** Start of Dataset extract **

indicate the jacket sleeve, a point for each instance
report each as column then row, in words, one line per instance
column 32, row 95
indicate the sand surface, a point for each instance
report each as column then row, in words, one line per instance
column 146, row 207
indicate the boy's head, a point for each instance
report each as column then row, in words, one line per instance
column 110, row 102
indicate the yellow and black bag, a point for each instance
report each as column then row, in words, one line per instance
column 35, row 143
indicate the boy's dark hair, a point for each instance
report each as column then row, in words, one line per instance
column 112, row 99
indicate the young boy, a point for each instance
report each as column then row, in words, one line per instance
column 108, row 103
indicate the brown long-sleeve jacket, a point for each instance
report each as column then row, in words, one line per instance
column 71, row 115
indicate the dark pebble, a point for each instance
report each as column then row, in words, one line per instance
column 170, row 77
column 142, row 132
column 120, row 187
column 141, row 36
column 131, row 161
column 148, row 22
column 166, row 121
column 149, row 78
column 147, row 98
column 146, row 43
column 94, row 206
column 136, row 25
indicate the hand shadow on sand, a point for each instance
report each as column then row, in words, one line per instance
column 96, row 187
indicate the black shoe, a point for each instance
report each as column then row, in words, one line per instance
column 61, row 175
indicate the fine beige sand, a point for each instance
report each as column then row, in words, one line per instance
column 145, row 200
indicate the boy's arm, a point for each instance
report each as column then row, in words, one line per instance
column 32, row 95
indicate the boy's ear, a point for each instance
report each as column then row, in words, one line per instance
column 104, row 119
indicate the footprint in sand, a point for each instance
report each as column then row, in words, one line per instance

** End of Dataset extract **

### Stated goal
Write out the entire listing exactly.

### Solution to the problem
indicate the jacket sleeve, a point for each instance
report each as column then row, in words, one line per instance
column 32, row 95
indicate the sand surface, a point for each instance
report each as column then row, in words, one line per instance
column 146, row 207
indicate the boy's head, a point for each instance
report each as column then row, in words, one line per instance
column 110, row 102
indicate the yellow and black bag, a point for each instance
report each as column then row, in words, one line per instance
column 35, row 143
indicate the boy's dark hair, a point for each instance
report each as column then row, in words, one line per instance
column 112, row 99
indicate the young boy, a point for each instance
report each as column then row, in words, one line per instance
column 108, row 103
indicate the brown long-sleeve jacket, a point for each instance
report each as column then row, in words, one line per instance
column 71, row 115
indicate the dark pebble, a point for each instance
report each as column then row, in words, one line per instance
column 170, row 77
column 142, row 132
column 120, row 187
column 141, row 36
column 131, row 161
column 148, row 22
column 166, row 121
column 149, row 78
column 147, row 98
column 146, row 43
column 94, row 206
column 136, row 25
indicate the hand shadow on sand, a point for each instance
report each as column then row, in words, one line per instance
column 96, row 187
indicate the black shoe, a point for each instance
report each as column then row, in words, one line per instance
column 61, row 175
indicate the fine beige sand, a point for each instance
report each as column then row, in words, one line per instance
column 145, row 200
indicate the boy's arm, a point for each instance
report each as column then row, in words, one line per instance
column 32, row 95
indicate the boy's ear, a point for each instance
report each as column then row, in words, one line per instance
column 104, row 119
indicate the footprint in sand, a point for each instance
report each as column then row, in words, one line per instance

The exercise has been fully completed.